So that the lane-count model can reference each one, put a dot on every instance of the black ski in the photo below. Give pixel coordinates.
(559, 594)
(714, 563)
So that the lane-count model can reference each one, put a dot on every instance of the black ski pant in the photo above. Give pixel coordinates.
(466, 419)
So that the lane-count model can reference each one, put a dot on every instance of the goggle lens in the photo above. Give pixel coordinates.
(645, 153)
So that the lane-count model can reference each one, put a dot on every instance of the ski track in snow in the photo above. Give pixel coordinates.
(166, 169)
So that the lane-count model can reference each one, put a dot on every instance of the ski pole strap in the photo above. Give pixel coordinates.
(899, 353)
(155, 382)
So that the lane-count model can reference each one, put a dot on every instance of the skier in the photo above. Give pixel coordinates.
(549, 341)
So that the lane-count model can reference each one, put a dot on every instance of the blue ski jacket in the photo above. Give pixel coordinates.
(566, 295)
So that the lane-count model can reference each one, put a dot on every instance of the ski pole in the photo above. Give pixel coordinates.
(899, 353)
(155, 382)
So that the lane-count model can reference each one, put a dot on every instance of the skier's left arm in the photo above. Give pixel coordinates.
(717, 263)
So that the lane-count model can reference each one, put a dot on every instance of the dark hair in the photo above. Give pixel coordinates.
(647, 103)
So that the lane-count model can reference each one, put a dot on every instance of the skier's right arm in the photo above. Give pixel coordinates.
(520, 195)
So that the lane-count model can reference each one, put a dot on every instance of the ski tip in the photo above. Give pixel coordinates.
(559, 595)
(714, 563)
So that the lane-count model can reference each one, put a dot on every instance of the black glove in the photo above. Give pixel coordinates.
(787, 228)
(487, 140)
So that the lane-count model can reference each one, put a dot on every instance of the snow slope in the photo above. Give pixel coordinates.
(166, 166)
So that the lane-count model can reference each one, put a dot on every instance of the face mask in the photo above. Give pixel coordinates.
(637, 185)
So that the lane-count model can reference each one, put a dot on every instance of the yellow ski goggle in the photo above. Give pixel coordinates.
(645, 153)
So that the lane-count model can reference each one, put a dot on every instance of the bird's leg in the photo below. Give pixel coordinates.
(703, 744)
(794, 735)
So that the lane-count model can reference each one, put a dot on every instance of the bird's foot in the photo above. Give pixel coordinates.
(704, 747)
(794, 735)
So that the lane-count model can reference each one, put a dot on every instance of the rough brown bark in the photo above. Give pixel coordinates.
*-*-*
▸ Task instructions
Starting at the line that contains "goggle in the photo above. Give pixel coordinates." and running through the end of the data, convert each line into a JSON list of strings, one string per line, with blank lines omitted.

▸ Answer in full
[
  "So that the lane-count model can reference each one, put a dot on every instance of the yellow ski goggle in the photo above. Give pixel coordinates.",
  "(645, 153)",
  "So that the lane-count model can reference each one, put a dot on every instance of the bird's leg in the photo below. Give pixel coordinates.",
  "(703, 744)",
  "(794, 735)",
  "So that the lane-count model can reference each one, put a dot on every instance of the bird's foot in the photo above. Give pixel coordinates.",
  "(704, 747)",
  "(794, 735)",
  "So that the lane-count model can reference each one, put a dot on every instance of the rough brown bark in the photo above. Give pixel coordinates."
]